**Wat te doen:**
**A)** Noem de straf die het gerechtshof Arnhem-Leeuwarden volgens het paginafragment aan de verdachte oplegde.
**B)** Vat het paginafragment samen in twee zinnen.

**Paginafragment:**
-------

ECLI:NL:PHR:2018:977

Parket bij de Hoge Raad

Datum uitspraak
12 juni 2018
Publicatiedatum
11 september 2018
Zaaknummer
16/01310
Instantie
Parket bij de Hoge Raad
Type
Conclusie
Rechtsgebied
Strafrecht
Rechters
Vindplaatsen
  • Rechtspraak.nl
AI samenvatting door LexboostAutomatisch gegenereerd

Cassatieberoep niet-ontvankelijk verklaard wegens ontbreken middelen

In deze zaak betreft het een cassatieberoep van een verdachte die door het gerechtshof Arnhem-Leeuwarden op 4 maart 2016 is veroordeeld tot een gevangenisstraf van vier maanden wegens diefstal door twee of meer verenigde personen. De verdachte had zich de toegang tot de plaats van het misdrijf verschaft door middel van braak en inklimming, en er was sprake van een eerdere veroordeling die nog geen vijf jaar geleden in kracht van gewijsde was gegaan. De zaak heeft samenhang met de zaken 17/01479 en 16/02519, waarin ook conclusies zijn getrokken.

De verdachte heeft tijdig beroep in cassatie ingesteld, maar er zijn geen middelen van cassatie ingediend. De aanzegging zoals bedoeld in artikel 435, eerste lid, van het Wetboek van Strafvordering (Sv) is geldig betekend, maar de verdachte heeft niet binnen de wettelijke termijn een schriftuur met middelen van cassatie ingediend. Hierdoor is niet voldaan aan het voorschrift van artikel 437, tweede lid, Sv, wat betekent dat de verdachte niet-ontvankelijk wordt verklaard in het cassatieberoep.

De conclusie van de Procureur-Generaal bij de Hoge Raad is dat de verdachte niet-ontvankelijk moet worden verklaard in het cassatieberoep, omdat de noodzakelijke middelen niet zijn ingediend. Dit besluit is genomen op 12 juni 2018, en de uitspraak is gedaan in het kader van de procedure met nummer 16/01310.

-------

**Gegevensfragmenten:**
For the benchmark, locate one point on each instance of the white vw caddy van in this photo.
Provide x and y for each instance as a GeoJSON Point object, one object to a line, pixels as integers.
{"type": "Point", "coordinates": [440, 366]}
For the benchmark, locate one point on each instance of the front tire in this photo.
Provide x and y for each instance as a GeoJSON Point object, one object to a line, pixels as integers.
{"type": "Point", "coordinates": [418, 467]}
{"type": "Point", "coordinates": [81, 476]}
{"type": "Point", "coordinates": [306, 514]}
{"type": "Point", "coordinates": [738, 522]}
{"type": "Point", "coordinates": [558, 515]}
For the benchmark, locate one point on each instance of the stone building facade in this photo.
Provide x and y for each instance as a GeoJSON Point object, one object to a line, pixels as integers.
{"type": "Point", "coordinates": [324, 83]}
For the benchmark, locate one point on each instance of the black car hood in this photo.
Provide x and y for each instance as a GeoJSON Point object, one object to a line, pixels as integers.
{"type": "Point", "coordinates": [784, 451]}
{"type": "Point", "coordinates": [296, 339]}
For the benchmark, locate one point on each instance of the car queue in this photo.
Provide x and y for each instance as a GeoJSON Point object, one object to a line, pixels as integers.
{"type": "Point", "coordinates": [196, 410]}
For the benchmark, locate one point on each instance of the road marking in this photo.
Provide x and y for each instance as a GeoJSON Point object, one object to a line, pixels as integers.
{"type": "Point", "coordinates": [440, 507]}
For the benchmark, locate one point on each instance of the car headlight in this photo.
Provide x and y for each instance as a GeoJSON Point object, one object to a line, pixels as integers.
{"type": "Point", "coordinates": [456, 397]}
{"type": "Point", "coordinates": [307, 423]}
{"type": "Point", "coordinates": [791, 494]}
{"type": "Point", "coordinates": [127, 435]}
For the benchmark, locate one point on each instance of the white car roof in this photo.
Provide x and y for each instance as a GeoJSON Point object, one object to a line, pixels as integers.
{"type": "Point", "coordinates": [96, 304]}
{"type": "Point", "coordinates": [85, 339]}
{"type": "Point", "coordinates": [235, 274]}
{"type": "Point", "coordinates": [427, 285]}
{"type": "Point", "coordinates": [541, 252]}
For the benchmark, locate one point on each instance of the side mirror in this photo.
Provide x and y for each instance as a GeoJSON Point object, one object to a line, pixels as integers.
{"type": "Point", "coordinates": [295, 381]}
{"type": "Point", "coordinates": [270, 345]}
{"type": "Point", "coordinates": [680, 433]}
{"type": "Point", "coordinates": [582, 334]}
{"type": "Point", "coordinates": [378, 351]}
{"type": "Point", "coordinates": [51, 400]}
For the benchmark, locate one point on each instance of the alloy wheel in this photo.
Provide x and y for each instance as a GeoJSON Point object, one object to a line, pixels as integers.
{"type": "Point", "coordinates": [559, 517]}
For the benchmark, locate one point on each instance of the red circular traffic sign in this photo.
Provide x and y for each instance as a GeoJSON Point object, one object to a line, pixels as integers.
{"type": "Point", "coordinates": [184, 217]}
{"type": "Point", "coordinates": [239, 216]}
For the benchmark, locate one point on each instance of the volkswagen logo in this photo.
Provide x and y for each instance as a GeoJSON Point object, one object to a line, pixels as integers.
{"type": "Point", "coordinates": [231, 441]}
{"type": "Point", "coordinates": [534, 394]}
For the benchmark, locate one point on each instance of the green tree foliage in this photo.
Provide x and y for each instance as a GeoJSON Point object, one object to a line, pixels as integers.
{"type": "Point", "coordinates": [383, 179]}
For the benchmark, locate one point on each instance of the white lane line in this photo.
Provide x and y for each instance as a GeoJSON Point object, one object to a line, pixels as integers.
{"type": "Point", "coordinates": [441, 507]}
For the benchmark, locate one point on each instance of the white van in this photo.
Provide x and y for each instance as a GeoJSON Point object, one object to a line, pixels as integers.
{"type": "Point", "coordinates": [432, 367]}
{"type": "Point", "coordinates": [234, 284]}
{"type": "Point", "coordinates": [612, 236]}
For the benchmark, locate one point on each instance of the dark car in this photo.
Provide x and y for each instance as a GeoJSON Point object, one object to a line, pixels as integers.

-------

**Uitwerkingen:**
**A)** Een gevangenisstraf van vier maanden.

**B)** Een verdachte die op 4 maart 2016 door het gerechtshof Arnhem-Leeuwarden wegens diefstal door twee of meer verenigde personen tot vier maanden gevangenisstraf was veroordeeld, heeft tijdig cassatieberoep ingesteld, maar binnen de wettelijke termijn geen schriftuur met middelen van cassatie ingediend. Omdat daardoor niet is voldaan aan artikel 437, tweede lid, Sv, concludeert de Procureur-Generaal bij de Hoge Raad dat de verdachte niet-ontvankelijk moet worden verklaard in het cassatieberoep.